AIM.
Which of the lines below contain the string "base"? Pull out each of those lines and copy it.

start DATA FOR THE TASK

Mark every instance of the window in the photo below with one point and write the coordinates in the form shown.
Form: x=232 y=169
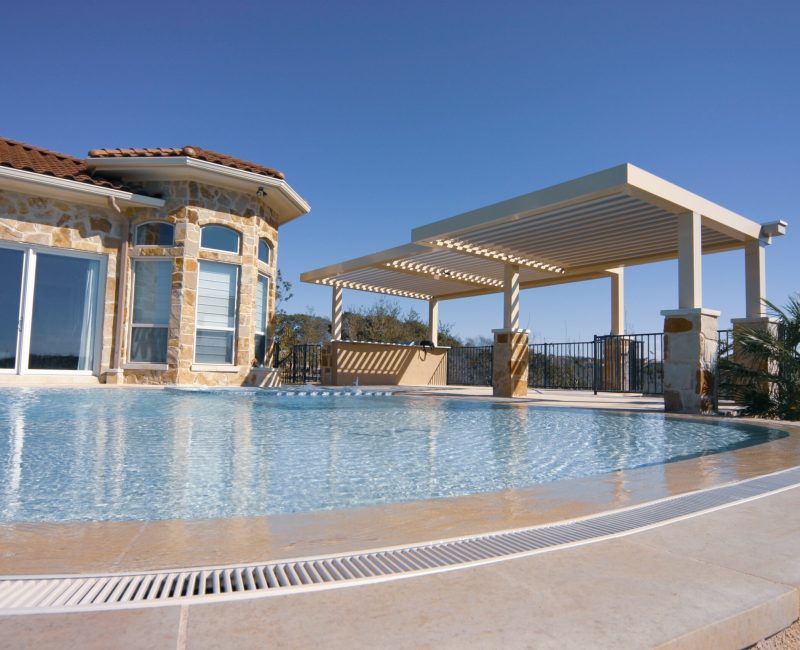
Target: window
x=262 y=302
x=219 y=238
x=152 y=289
x=155 y=233
x=264 y=251
x=216 y=313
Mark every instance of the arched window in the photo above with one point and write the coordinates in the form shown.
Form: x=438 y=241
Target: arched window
x=154 y=233
x=264 y=251
x=219 y=238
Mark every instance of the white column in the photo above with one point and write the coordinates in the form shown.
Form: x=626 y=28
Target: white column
x=511 y=297
x=617 y=300
x=433 y=320
x=690 y=274
x=336 y=313
x=755 y=279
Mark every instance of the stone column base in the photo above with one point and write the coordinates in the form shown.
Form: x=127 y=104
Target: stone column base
x=690 y=360
x=510 y=363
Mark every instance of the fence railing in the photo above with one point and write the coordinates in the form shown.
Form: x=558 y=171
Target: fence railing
x=301 y=365
x=561 y=365
x=470 y=366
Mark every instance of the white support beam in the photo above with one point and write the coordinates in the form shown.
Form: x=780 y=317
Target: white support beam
x=433 y=320
x=511 y=297
x=755 y=278
x=690 y=273
x=617 y=300
x=337 y=311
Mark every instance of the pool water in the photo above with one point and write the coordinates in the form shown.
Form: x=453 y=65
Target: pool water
x=137 y=454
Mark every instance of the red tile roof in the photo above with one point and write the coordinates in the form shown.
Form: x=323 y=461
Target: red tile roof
x=26 y=157
x=191 y=152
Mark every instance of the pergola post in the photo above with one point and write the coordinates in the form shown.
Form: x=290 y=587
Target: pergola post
x=337 y=312
x=433 y=320
x=756 y=318
x=617 y=301
x=690 y=332
x=510 y=351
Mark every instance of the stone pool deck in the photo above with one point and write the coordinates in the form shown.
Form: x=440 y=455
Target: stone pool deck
x=723 y=579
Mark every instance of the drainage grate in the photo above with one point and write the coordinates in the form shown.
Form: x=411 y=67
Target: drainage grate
x=80 y=593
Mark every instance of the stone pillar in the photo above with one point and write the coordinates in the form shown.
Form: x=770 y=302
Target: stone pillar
x=510 y=363
x=337 y=312
x=433 y=320
x=690 y=360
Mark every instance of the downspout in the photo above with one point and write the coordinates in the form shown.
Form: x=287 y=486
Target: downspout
x=122 y=291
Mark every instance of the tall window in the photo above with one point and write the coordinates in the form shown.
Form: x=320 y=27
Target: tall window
x=152 y=287
x=264 y=251
x=216 y=313
x=155 y=233
x=262 y=302
x=219 y=238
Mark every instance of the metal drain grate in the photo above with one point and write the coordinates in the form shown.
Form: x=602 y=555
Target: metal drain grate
x=25 y=594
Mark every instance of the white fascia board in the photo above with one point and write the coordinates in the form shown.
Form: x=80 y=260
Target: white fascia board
x=33 y=183
x=290 y=204
x=650 y=187
x=376 y=260
x=592 y=186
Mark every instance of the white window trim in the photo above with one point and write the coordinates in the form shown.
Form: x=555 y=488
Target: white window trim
x=144 y=223
x=218 y=367
x=238 y=250
x=26 y=307
x=131 y=324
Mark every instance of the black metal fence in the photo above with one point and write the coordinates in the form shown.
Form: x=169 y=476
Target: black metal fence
x=301 y=365
x=561 y=365
x=470 y=366
x=724 y=351
x=629 y=363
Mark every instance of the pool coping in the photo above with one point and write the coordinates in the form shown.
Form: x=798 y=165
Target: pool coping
x=70 y=548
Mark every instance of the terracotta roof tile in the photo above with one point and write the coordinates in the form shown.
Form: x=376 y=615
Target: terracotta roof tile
x=26 y=157
x=191 y=152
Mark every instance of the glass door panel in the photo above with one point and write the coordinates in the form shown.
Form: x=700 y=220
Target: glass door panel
x=11 y=262
x=64 y=313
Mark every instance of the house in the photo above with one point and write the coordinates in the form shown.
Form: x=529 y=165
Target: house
x=137 y=266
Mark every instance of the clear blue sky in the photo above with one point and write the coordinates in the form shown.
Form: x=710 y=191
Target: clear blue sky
x=386 y=116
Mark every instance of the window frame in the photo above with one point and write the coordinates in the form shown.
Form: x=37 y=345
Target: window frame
x=147 y=223
x=130 y=362
x=238 y=234
x=270 y=251
x=265 y=324
x=232 y=330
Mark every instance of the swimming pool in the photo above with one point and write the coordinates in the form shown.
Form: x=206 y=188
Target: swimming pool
x=138 y=454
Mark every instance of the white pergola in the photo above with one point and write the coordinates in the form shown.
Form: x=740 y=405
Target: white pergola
x=591 y=227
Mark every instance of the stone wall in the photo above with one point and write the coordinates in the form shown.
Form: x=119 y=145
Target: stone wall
x=41 y=221
x=189 y=206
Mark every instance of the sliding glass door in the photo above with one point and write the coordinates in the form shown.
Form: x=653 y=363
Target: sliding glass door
x=50 y=321
x=11 y=268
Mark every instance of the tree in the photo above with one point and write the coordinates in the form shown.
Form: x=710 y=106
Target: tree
x=767 y=381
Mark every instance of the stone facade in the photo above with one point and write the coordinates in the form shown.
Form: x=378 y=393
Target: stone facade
x=510 y=363
x=690 y=359
x=44 y=222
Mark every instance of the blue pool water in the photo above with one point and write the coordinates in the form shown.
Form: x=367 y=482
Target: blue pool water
x=128 y=454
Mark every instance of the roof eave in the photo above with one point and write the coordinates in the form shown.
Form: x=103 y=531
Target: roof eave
x=33 y=183
x=285 y=201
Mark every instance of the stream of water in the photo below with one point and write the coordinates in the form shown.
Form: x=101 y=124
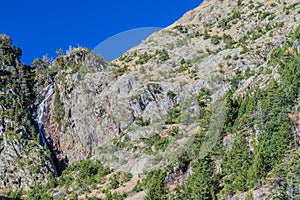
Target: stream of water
x=40 y=112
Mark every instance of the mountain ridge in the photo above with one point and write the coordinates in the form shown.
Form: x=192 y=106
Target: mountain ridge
x=204 y=103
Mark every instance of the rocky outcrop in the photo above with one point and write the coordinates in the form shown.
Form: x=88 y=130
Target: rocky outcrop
x=205 y=49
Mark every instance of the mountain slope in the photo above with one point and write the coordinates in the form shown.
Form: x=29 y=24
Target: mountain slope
x=206 y=108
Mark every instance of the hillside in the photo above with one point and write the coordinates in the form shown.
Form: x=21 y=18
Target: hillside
x=207 y=108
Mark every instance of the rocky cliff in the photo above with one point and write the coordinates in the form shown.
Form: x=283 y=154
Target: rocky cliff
x=200 y=104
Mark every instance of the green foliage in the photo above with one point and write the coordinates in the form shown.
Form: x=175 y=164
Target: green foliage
x=203 y=184
x=143 y=58
x=119 y=71
x=159 y=143
x=229 y=42
x=154 y=183
x=58 y=105
x=15 y=195
x=171 y=94
x=163 y=55
x=140 y=121
x=285 y=179
x=173 y=115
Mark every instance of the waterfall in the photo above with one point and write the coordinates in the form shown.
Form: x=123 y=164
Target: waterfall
x=40 y=112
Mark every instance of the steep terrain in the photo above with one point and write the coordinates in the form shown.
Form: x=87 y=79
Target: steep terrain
x=206 y=108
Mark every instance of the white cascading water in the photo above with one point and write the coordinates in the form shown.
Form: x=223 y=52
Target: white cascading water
x=40 y=112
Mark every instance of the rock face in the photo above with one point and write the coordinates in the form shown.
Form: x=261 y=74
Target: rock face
x=142 y=110
x=101 y=101
x=23 y=161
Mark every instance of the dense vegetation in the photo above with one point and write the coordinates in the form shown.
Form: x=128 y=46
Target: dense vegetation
x=260 y=117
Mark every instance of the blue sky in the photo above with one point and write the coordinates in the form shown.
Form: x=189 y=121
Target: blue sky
x=40 y=27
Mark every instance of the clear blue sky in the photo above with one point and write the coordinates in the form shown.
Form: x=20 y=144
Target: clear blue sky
x=40 y=27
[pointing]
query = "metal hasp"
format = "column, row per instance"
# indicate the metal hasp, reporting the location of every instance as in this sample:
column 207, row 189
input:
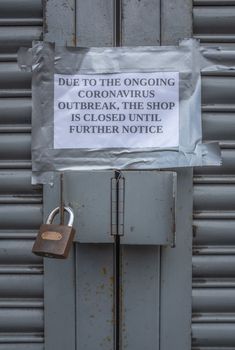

end DATA FOR THE TASK

ANSWER FOR THIS EXERCISE.
Mark every instance of the stone column base in the photo above with one point and write the coordinates in the form shown.
Target: stone column base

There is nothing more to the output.